Records from a collection
# # #
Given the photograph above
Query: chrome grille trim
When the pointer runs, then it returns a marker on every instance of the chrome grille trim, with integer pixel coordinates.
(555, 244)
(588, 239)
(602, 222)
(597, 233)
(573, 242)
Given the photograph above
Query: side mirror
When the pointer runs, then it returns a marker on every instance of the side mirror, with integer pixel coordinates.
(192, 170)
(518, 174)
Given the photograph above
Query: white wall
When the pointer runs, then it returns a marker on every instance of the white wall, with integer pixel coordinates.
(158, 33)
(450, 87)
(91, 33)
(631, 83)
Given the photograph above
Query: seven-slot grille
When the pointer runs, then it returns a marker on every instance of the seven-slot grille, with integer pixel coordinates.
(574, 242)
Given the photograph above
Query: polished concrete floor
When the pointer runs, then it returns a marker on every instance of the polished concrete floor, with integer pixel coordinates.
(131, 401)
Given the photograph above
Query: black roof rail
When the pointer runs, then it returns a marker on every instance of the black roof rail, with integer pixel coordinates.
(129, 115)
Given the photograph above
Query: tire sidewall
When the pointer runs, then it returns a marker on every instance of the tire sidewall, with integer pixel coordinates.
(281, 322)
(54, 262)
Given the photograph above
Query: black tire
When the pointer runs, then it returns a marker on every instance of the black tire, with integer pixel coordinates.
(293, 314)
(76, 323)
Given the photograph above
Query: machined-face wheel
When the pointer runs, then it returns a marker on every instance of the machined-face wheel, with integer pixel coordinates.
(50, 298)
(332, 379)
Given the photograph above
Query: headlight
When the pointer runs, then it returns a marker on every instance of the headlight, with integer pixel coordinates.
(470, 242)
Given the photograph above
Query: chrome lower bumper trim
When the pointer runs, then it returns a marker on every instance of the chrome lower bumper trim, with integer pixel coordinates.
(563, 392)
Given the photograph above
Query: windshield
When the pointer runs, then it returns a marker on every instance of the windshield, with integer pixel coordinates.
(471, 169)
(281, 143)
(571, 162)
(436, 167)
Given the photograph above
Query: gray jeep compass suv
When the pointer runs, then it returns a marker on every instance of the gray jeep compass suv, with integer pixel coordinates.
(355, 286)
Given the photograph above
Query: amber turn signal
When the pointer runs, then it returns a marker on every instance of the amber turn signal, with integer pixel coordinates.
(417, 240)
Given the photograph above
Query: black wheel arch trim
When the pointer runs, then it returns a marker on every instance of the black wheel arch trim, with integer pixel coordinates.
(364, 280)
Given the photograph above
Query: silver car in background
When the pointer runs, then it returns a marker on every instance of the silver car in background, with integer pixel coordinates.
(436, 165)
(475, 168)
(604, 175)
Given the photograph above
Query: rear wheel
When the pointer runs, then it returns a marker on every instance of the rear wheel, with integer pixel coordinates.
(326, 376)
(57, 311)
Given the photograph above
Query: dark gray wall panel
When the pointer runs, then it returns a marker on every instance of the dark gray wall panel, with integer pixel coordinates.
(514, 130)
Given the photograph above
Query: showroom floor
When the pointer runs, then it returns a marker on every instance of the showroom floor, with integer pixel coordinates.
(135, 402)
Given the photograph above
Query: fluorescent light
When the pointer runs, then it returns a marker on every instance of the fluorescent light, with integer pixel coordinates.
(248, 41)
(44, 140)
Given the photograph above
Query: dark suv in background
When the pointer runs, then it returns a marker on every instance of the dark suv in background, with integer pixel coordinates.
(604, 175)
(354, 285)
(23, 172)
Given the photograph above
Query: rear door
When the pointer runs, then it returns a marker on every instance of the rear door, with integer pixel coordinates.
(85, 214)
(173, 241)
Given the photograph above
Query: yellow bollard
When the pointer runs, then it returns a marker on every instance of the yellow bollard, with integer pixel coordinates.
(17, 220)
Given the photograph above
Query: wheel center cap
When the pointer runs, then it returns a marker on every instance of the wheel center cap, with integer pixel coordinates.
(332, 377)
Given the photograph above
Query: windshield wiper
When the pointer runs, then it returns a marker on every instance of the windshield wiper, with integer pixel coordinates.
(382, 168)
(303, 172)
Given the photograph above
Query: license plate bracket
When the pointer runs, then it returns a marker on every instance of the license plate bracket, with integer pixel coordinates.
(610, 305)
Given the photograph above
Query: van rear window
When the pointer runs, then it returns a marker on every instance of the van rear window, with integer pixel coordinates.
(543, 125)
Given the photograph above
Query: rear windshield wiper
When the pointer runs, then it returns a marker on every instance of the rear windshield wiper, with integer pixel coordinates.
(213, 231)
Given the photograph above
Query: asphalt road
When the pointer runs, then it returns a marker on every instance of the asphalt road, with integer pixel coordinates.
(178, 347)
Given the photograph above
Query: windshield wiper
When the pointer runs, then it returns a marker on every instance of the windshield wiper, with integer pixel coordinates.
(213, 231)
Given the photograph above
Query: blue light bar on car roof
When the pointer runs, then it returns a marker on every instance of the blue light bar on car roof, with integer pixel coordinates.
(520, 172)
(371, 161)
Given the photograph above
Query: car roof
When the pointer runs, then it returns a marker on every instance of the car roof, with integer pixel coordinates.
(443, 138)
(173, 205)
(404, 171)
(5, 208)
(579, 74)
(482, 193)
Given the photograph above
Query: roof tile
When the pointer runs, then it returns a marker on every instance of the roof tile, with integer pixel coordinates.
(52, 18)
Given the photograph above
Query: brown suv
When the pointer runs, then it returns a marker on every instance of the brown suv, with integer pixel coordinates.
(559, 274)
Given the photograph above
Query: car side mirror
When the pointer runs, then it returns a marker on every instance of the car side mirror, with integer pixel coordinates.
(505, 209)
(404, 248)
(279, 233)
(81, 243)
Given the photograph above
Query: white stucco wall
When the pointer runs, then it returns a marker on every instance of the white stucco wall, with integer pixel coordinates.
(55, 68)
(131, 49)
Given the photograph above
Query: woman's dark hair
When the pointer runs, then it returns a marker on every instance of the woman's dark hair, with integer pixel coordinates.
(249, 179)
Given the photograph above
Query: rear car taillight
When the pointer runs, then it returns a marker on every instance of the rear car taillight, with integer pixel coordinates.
# # #
### Exercise goal
Copy the records above exactly, beginning at the line that contains "grille, with integer pixel coordinates." and stopping after the line that contains "Query: tire sidewall".

### Output of the task
When the pointer runs, then it returns a marker on every instance of the seven-slot grille, with integer pixel coordinates.
(574, 242)
Given the photograph above
Query: polished concrete floor
When the pointer runs, then it returns a marker on every instance of the polished concrete floor, with integer pixel coordinates.
(131, 401)
Given the photograph above
Query: black roof rail
When the pointer runs, then it returns a marker on every instance of the black roof rail, with integer pixel coordinates.
(129, 115)
Given the photograph above
Query: tire sidewall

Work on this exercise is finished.